**Activity 1**.
In the forum thread, what does Psudowolf say is the main purpose of the trolling site?
**Activity 2**.
Reproduce the part of the forum thread that begins at the words "People tend to" and stops after the words "shut it down.".
*** Extract ***
I realize that. It's 2:03 in the morning so my brain is not at it's best. And yes, if there wasn't any furry fandom then there would not be any trolls.


----------



## bluewulf1 (Nov 9, 2008)

Whitenoise said:


> So you realize then that no one wants to destroy the furry fandom,


You haven't seen the antifur coalition have you.


----------



## Psudowolf (Nov 9, 2008)

I think that that's a trolling site. It's main purpose is to get everyone riled up. Hold on a sec and let me see....  EDIT: Yup, it's a troll site.


----------



## bluewulf1 (Nov 9, 2008)

Psudowolf said:


> I think that that's a trolling site. It's main purpose is to get everyone riled up. Hold on a sec and let me see....  EDIT: Yup, it's a troll site.


People tend to want to follow the crowd. If enough people see it and think its a major movement, they'll want to follow it.


----------



## Psudowolf (Nov 9, 2008)

I have a friend in the FBI that might be able to shut it down.
*** End of Extract ***
*** Given data ***
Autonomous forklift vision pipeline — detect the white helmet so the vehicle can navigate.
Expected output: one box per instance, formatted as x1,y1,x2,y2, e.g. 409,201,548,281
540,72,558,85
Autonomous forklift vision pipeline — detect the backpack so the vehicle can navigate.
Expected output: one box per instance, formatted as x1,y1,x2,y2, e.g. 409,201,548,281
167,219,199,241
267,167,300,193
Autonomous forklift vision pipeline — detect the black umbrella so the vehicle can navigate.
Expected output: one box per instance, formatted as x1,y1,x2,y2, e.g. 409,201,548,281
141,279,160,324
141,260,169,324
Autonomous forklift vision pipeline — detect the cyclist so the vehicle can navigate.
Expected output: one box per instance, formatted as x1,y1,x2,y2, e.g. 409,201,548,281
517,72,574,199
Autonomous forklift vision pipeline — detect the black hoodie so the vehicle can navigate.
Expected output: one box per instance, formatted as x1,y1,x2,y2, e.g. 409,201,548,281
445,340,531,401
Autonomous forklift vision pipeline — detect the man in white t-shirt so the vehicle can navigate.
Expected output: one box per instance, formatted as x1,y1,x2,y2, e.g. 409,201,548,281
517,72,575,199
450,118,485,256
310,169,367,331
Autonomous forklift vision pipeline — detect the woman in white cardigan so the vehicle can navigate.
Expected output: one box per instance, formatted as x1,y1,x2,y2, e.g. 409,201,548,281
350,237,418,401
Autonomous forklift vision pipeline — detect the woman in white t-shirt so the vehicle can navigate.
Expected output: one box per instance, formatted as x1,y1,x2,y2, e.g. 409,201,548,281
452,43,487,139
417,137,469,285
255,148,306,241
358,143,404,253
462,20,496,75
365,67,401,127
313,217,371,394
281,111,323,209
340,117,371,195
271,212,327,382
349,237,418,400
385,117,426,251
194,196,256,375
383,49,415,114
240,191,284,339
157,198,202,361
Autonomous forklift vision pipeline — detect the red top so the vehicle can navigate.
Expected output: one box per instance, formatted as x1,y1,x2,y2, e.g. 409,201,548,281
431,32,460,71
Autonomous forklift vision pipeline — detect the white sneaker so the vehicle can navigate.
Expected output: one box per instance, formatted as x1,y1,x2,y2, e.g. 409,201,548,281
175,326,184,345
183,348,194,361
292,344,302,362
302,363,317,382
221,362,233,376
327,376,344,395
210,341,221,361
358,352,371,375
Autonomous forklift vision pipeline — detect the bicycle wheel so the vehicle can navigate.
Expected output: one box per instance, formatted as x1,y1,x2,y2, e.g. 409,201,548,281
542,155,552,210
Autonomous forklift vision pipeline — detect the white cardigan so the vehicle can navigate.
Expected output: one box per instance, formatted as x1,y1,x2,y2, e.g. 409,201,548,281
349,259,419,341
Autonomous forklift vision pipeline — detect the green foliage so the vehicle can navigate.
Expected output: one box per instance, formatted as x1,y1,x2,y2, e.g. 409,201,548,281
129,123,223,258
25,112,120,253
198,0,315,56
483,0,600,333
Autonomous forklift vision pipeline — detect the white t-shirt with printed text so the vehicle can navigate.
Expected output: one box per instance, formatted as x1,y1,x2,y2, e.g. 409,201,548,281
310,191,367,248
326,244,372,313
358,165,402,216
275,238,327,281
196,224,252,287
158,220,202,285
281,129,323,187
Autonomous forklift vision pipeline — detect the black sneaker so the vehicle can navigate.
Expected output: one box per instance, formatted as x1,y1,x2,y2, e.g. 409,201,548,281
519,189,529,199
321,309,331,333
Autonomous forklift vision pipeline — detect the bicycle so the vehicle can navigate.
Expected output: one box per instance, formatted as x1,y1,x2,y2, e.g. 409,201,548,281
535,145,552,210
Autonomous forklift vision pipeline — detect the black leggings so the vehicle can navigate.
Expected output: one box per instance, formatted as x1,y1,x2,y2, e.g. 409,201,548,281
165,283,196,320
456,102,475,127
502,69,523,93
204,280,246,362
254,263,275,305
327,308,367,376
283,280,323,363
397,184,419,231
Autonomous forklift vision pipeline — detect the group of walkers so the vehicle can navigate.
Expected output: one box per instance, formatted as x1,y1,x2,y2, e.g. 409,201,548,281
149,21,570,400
*** End of Given data ***
**Exercise output 1**.
To get everyone riled up.

**Exercise output 2**.
People tend to want to follow the crowd. If enough people see it and think its a major movement, they'll want to follow it.


----------



## Psudowolf (Nov 9, 2008)

I have a friend in the FBI that might be able to shut it down.